_Exercise requirements:_ Make an exact copy of the records below. Include every line.

::: Data for processing :::

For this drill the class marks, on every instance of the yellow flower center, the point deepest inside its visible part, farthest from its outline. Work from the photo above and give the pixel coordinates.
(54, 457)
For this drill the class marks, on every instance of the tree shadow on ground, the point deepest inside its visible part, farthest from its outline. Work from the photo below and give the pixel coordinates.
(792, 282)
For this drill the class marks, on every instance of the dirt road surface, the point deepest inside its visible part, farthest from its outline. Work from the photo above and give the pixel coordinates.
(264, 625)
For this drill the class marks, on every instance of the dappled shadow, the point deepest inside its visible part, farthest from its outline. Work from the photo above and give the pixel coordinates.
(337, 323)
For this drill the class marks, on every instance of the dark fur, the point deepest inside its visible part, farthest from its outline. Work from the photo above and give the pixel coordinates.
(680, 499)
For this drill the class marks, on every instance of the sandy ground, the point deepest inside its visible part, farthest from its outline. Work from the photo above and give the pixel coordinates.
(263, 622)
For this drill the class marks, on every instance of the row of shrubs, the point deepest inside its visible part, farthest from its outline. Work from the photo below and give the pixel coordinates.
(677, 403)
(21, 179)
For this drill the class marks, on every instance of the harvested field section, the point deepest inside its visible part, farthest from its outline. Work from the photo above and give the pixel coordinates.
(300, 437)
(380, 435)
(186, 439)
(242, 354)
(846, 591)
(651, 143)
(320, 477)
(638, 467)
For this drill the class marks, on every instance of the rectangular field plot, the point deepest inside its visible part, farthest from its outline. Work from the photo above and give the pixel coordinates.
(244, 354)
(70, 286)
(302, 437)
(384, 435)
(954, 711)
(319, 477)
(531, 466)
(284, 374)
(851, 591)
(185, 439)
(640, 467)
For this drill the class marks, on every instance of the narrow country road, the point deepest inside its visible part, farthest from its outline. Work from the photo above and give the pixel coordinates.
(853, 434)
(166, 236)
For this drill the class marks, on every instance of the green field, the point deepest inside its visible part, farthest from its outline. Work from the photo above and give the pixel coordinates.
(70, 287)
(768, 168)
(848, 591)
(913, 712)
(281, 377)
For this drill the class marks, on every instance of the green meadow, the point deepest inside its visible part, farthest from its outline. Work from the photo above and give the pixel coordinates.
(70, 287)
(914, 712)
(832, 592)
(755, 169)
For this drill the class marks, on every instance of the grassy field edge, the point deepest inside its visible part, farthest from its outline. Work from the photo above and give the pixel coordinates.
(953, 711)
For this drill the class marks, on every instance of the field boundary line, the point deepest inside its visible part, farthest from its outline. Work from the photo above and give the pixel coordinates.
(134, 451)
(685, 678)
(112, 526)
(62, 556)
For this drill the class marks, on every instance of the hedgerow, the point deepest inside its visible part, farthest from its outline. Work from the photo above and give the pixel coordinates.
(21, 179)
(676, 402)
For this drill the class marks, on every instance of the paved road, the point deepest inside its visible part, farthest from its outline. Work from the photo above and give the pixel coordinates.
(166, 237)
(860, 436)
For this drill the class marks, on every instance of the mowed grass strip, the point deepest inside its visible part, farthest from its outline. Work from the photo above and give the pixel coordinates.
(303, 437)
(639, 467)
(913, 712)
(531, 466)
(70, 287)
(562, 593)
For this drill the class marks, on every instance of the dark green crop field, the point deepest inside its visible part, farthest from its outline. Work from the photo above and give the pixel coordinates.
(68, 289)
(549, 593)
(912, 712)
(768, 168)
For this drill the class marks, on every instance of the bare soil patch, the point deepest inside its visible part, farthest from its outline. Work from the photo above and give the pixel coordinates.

:::

_Answer below:_
For this drill the class marks, on every instance of the yellow flower center, the point deepest inside its visible part, farthest from its outline. Work from the photo above and give the pixel coordinates.
(54, 457)
For this drill the class marks, on every instance of the tree shadow on ground, the point deepest inside its visible part, farthest from its outline. Work from the photo below and give the pixel coordinates.
(792, 282)
For this drill the class marks, on every instance of the dirt road surface, the point deepest inside its visible part, farthest from its outline. Work from the photo above and give the pixel coordinates.
(264, 625)
For this drill the class marks, on every instance of the dappled shadow, the point deepest inside its visible part, farthest from its outline. Work from the photo above and give the pixel coordinates.
(337, 323)
For this drill the class marks, on every instance of the dark fur, the point deepest inside its visible part, farthest from its outline. Work from the photo above and give the pixel coordinates.
(680, 499)
For this drill the class marks, on every instance of the sandy ground, the point deepest inside its visible part, farthest from its outline. Work from the photo above and give the pixel coordinates.
(263, 622)
For this drill the class marks, on every instance of the row of shrubs, the point deepest inside its visible part, farthest from its outline. Work from the photo below and give the pixel coordinates.
(677, 403)
(21, 179)
For this drill the class marks, on every instance of the harvested field section, the point deepest inside its visible part, farthest from its outline. Work from the photo above and give the pixel coordinates.
(300, 437)
(380, 435)
(186, 439)
(242, 354)
(846, 591)
(651, 143)
(320, 477)
(638, 467)
For this drill the class marks, on every instance of the rectangular field plot, the point deepest inside its visible part, farthest from its outline. Work from the photo above and give the pixel coordinates.
(244, 354)
(70, 286)
(302, 437)
(384, 435)
(954, 711)
(319, 477)
(531, 466)
(284, 374)
(851, 591)
(185, 439)
(640, 467)
For this drill the class marks, on every instance of the narrow country road, the point deepest inside its visible part, farthest from its outline. Work from the photo above and give the pixel coordinates.
(853, 434)
(166, 236)
For this drill the class marks, on every instance of the green field, the point deepest inside its visible part, farthest from its outline. Work from the photo above and give the pixel coordinates.
(70, 287)
(768, 168)
(848, 591)
(913, 712)
(281, 377)
For this drill the class marks, on every instance of the green meadow, the point deepest inside its visible part, farthest from its outline. Work from the photo above and give the pixel coordinates.
(70, 287)
(914, 712)
(832, 592)
(755, 169)
For this drill the class marks, on every instance of the grassy field edge, the point deepest inside its visible part, farthest from its outline. Work from the photo above and give the pixel coordinates.
(953, 711)
For this drill the class marks, on every instance of the field boundary line, the point deepest inside its visible part, farthest from its outline. Work from the photo above and give the pixel coordinates.
(134, 451)
(685, 678)
(112, 526)
(62, 556)
For this drill the class marks, on every instance of the hedgerow, the point deepest inside its visible part, farthest from its outline. Work from the photo above and give the pixel coordinates.
(21, 179)
(676, 402)
For this drill the class marks, on every instance of the paved road, the point deepest inside its visible part, farthest from its outline. Work from the photo above and give the pixel coordinates.
(166, 237)
(860, 436)
For this drill the class marks, on every instance of the mowed grass strip, the point deepest inside its visible part, farthest from its outline. Work from the photo above and give the pixel coordinates.
(303, 437)
(639, 467)
(913, 712)
(531, 466)
(70, 287)
(562, 593)
For this drill the class marks, on every instance of the dark green crop field, the point deepest inside its visible part, farthest from its outline. Work from the photo above and give the pixel coordinates.
(68, 289)
(549, 593)
(912, 712)
(768, 168)
For this drill the class marks, on every instance of the bare soil patch, the point deepest inside its visible part, farthest from its outline. Work from the photo above and give the pixel coordinates.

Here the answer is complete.